Стефан Цвейг о Первой мировой: мир вчерашний и мир сегодняшний

В день самоубийства Стефана Цвейга, по странной иронии совпадающий с Днем защитника Отечества в России, мы публикуем очерк Святослава Горбунова, проводящий параллели между текущими событиями и прошлым столетней давности.

Цвейг
Стефан Цвейг

Прошло больше 100 лет с того дня, как Европа одномоментно погрузилась в хаос войны, именуемой в разных частях света «Первой мировой», «Имперской», «Великой». Величие (если, конечно, массовое помешательство миллионов людей можно назвать величием) этой всеевропейской бойни, опалившей своим огнем почти весь мир, заключается не только и не столько в ее масштабах, сколько в том следе, который она оставила, и, что еще более важно, могла бы оставить в сознании и душах людей, в их исторической памяти.

К несчастью, ей не суждено было стать последней великой войной. Ее уроки так и не были выучены. Но предпосылки к тому были огромными. И главной из тех предпосылок была сама война: жестокая, бессмысленная, опустошающая, погруженная в изначальную истерию и жажду насилия, подкрепленную лозунгами о «духовном единстве и патриотизме» и в дикую горечь и ужас этого насилия, проявившего себя на деле.

Сегодня мы почти забыли о ней. Эта война превратилась для нас в сухие строчки из учебников истории, пестрящих датами, географическими названиями, цифрами и именами немногих людей. Из живого свидетельства она превратилась в слова и параграфы, что сделало ее незначительной для нашей памяти, как будто бы и вовсе не бывшей. Но пока живы остатки памяти о войне, которые сохранили для нас ее свидетели, пока живы еще их письма и книги, она не может быть нами забыта, как не может и превратиться в собрание ничего не значащих для мышления хроник.

----

**Условие задания**
Продолжите очерк о Первой мировой войне, начав сразу после его последнего предложения. Записи никак не связаны с очерком.

[Исходные записи]

----

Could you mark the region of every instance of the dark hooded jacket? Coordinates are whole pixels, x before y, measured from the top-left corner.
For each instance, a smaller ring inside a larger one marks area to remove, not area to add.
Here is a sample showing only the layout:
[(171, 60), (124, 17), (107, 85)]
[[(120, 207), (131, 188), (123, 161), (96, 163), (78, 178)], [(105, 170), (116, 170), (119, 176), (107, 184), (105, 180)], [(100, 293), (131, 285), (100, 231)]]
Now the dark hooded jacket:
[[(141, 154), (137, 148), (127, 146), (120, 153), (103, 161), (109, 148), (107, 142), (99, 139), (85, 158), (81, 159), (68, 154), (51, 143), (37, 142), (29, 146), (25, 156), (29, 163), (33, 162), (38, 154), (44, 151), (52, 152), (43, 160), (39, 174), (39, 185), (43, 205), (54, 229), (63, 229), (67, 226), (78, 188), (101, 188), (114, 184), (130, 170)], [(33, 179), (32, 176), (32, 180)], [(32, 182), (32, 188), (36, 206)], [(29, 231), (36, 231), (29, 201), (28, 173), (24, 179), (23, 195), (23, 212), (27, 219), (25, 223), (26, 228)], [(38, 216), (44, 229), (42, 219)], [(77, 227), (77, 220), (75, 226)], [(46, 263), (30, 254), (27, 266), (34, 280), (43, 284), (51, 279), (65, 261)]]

----

**Ответ на задание**
В самых разных частях Европы на памятниках, хранящих имена павших на полях сражений, всегда можно увидеть две даты «1914–1918, 1939–1945». Да, именно так, в виде единого исторического эпизода, в процессе причинно-следственного явления, принято сегодня оценивать значение этой войны. Европейская историография не разделяет безумства на эпизоды и стремится сохранить в нашей памяти всё то, чему они могли и должны были нас научить. Научили ли? Хотелось бы в это верить.
А для того, чтобы вспомнить о том, как это было в том самом переломном для «старого мира» году, следует обратиться к свидетельствам наблюдателей, которые могли позволить себе размышлять и оценивать в то время как мир стремительно погружался в хаос и готовился к своему разрушению.

Одним из таких свидетелей был Стефан Цвейг, знаменитый писатель, книги которого заполняют полки магазинов и в наши дни. Его трагическая судьба сама свидетельствует о том, как рушился старый мир в первой половине прошлого века и как разум терял надежду на сохранение человечности. Последней книгой Цвейга стала автобиография, в которой его собственная судьба переплетена с судьбой его мира. С интимностью и нежностью, присущей только ему, Цвейг описывает, свидетелем чего ему довелось побывать. Не погружаясь в пространные размышления, писатель рассказывает о том, как изменялся наш мир и как его разум и его сердце отзывался на происходящие изменения. Живые свидетельства Цвейга заставляют читателя думать независимо от того, на каком конце нашей планеты он живет, на каком языке разговаривает и каким видит сегодняшний мир. Эти свидетельства заставляют его думать и потому являются настоящей литературой, в полной мере реализующей свое главное призвание – делать наш мир, нас самих разумнее, добрее и лучше.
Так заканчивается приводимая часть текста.